Instrucciones:
**a)** Edita el pasaje del texto sobre transmisión hidráulica comprendido entre "Que opinas de" y "(May 5, 2021)", ambos inclusive, y sustituye "pistones" por "cilindros".
**b)** Continúa el texto sobre transmisión hidráulica a partir de su última oración.

━━━ Fragmento de origen

Lo que quiero es transmitir el torque a una relativamente larga distancia, como es hidraulica el tuvo se puede doblar/girar muy facil sin causar friccion (es el caso de una polea). Tambien, uso motores de paso porque lo puedo controlar con precision. Se que lo que quiero hacer es poco comun porque puedo usar una polea de cable como dije antes, o una correa con poleas dentadas, pero, creo que la hidraulica es lo ideal, y no puedo usar bomba hidraulica por lo que comente antes (no es tan exacta como un motor de paso).

Que opinas de todo eso y de mi idea de usar los pistones que mencione arriba? Estoy a punto de comprarlo, pero, antes de espero a ver que ustedes me dicen.


----------



## DJ T3 (May 5, 2021)

No entiendo la relacion motor P.A.P., con hidraulica y precision.
O no lo estoy entendiendo, o hay algo mal.
Sin una bomba hidraulica, cómo piensas mover el líquido? Usas el piston hidraulico (neumatico en tu caso) como elemento para mover el líquido (bomba) y transmitirlo a otra cosa hidraulica, y junto a un tornillo "sinfin" y una tuerca acoplada al piston usas el motor P.A.P., es asi?

━━━━━━
━━━ Datos mostrados

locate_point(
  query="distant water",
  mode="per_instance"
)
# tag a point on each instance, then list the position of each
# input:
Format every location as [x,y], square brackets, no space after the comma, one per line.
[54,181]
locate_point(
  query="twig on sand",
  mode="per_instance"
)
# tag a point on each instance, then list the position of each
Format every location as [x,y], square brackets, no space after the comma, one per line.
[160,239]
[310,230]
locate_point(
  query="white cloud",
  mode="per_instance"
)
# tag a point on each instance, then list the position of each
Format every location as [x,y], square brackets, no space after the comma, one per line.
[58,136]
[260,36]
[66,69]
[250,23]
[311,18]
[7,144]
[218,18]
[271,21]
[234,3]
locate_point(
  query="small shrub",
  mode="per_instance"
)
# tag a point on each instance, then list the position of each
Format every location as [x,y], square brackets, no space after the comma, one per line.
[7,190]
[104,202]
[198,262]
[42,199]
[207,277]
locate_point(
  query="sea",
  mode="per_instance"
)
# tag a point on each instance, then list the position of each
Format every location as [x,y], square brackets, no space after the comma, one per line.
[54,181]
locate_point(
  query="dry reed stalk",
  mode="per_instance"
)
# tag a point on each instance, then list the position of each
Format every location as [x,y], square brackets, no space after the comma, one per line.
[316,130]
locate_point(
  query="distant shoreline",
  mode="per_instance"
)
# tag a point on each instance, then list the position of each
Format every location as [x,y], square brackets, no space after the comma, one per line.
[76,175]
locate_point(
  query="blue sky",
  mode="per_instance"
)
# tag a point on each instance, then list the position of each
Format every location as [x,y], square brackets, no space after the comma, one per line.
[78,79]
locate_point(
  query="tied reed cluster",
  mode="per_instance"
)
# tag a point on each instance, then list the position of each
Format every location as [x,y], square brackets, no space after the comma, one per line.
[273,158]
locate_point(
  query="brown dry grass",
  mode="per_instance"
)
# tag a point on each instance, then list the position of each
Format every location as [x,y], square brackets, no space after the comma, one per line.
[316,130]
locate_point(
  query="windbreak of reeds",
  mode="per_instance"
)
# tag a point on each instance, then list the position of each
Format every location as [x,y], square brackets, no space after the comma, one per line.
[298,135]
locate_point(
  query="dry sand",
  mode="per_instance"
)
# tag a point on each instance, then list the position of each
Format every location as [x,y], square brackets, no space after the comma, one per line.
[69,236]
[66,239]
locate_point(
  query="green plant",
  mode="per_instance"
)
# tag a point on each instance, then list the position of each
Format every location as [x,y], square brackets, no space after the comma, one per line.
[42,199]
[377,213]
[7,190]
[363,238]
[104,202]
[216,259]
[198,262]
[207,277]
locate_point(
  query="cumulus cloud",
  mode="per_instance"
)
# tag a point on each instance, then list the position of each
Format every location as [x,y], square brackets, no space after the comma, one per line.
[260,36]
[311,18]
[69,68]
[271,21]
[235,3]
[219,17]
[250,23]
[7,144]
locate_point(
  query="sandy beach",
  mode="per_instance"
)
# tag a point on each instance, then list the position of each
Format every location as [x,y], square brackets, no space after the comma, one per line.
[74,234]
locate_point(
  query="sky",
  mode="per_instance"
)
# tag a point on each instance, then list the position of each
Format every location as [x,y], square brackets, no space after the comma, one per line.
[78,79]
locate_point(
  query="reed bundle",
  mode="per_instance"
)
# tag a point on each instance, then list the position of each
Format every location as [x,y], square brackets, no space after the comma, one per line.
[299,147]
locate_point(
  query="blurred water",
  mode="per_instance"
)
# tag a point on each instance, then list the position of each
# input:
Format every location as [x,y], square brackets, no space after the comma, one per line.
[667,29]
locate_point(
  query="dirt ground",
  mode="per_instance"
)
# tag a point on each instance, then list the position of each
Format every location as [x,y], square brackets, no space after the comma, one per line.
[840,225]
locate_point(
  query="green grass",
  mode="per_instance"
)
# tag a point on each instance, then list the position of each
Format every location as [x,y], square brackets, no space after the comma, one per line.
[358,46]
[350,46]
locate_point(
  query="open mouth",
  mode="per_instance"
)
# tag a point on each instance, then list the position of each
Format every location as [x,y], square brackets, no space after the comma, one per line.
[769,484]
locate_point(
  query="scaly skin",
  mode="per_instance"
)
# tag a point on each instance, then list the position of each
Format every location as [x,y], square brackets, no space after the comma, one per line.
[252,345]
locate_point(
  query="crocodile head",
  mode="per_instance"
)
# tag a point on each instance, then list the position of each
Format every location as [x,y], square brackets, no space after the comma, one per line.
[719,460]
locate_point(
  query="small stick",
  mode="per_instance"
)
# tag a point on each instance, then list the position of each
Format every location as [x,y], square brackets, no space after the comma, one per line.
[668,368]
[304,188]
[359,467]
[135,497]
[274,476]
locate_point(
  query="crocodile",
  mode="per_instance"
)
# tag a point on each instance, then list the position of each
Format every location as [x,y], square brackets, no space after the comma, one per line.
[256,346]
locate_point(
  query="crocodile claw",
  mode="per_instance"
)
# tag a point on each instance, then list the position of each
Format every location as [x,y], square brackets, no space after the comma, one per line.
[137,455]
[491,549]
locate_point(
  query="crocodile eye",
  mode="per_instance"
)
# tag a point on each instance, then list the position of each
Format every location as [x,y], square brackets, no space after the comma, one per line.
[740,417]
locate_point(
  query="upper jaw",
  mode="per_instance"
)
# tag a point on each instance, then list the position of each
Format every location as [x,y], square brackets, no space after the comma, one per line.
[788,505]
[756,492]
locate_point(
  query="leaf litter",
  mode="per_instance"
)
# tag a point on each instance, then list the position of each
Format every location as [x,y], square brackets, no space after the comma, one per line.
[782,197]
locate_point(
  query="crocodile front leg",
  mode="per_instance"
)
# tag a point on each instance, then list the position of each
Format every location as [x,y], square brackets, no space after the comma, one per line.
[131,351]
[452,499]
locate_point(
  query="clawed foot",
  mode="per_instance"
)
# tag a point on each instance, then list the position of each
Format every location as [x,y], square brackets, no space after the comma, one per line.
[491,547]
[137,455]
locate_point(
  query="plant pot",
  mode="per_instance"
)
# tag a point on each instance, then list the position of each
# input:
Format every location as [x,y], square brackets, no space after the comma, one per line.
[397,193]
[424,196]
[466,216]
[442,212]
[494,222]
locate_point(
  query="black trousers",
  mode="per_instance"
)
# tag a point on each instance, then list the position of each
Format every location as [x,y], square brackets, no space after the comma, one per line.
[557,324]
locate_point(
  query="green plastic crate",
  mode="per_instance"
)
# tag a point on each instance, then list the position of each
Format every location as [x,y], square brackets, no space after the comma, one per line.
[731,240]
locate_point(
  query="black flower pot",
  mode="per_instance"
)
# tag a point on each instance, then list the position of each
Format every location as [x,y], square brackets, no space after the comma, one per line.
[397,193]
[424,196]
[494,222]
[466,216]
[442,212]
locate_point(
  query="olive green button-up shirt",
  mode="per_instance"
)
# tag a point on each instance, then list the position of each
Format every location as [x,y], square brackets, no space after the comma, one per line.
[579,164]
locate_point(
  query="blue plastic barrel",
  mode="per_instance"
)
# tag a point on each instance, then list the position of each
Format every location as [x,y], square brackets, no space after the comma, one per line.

━━━━━━

Lista de respuestas:
**a)**
Que opinas de todo eso y de mi idea de usar los cilindros que mencione arriba? Estoy a punto de comprarlo, pero, antes de espero a ver que ustedes me dicen.


----------



## DJ T3 (May 5, 2021)

**b)**
----------



## Príncipe mestizo (May 5, 2021)

DJ T3 dijo:


> No entiendo la relacion motor P.A.P., con hidraulica y precision.
> O no lo estoy entendiendo, o hay algo mal.
> Sin una bomba hidraulica, cómo piensas mover el líquido? Usas el piston hidraulico (neumatico en tu caso) como elemento para mover el líquido (bomba) y transmitirlo a otra cosa hidraulica, y junto a un tornillo "sinfin" y una tuerca acoplada al piston usas el motor P.A.P., es asi?


El stepper motor mueve el tornillo sinfin > el tornillo sinfin mueve el cilindro > el cilindro mueve el otro lado del cilindro (estaran conectados en serie, como son de doble efecto uno estara abierto y el otro estara cerrado).


----------



## DJ T3 (May 5, 2021)

Cómo que el cilindro mueve el otro lado?, del mismo cilindro o hay otro cilindro aparte?
Miraste la opcion electrica? Ya usa tornillo sinfin y encoder para controlar la precision (bah, el que vi tenia un potenciometro, pero el piston se movia el total del largo del cilindro, osea si mide unos 30cm cerrado, el pisto se desplaza esa longitud mas o menos)


----------



## Gudino Roberto duberlin (May 5, 2021)

Creo entender que él quiere mover un cilindro accionado eléctricamente en una lugar A.
Y a través de cañería transferir el fluido a un cilindro B en otro lugar.
Yo pregunto, porque no colocar el cilindro A directamente en B?
Cuál sería el impedimento?
Si explicas un poco al detalle, por ahí le sacamos mejor partida.


----------



## Kawacuba (May 5, 2021)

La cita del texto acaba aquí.